**SOURCE MATERIAL:**

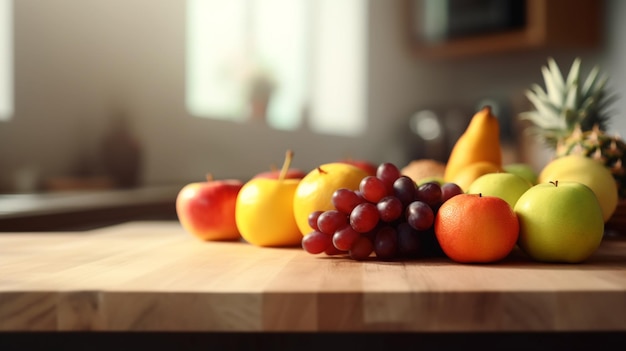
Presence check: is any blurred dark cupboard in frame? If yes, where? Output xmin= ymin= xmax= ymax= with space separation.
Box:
xmin=407 ymin=0 xmax=603 ymax=59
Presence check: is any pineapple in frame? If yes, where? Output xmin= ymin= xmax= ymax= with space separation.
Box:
xmin=556 ymin=124 xmax=626 ymax=198
xmin=521 ymin=57 xmax=626 ymax=198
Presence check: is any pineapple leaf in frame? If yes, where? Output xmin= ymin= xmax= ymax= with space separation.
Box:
xmin=524 ymin=90 xmax=562 ymax=126
xmin=565 ymin=57 xmax=582 ymax=87
xmin=593 ymin=73 xmax=610 ymax=96
xmin=563 ymin=82 xmax=579 ymax=112
xmin=564 ymin=58 xmax=581 ymax=112
xmin=529 ymin=83 xmax=549 ymax=101
xmin=563 ymin=110 xmax=579 ymax=129
xmin=542 ymin=63 xmax=563 ymax=107
xmin=602 ymin=93 xmax=620 ymax=112
xmin=547 ymin=57 xmax=565 ymax=90
xmin=581 ymin=65 xmax=601 ymax=96
xmin=519 ymin=109 xmax=563 ymax=130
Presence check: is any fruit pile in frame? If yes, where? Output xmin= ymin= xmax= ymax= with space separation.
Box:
xmin=301 ymin=162 xmax=463 ymax=260
xmin=175 ymin=57 xmax=624 ymax=265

**PROBLEM REQUIREMENTS:** In the entries above, find every line holding the word "pineapple" and copy it out.

**SOLUTION TO THIS TASK:**
Presence check: is any pineapple in frame? If yes, where? Output xmin= ymin= xmax= ymax= with space separation.
Presence check: is any pineapple leaf in frame? If yes, where? Output xmin= ymin= xmax= ymax= with space separation.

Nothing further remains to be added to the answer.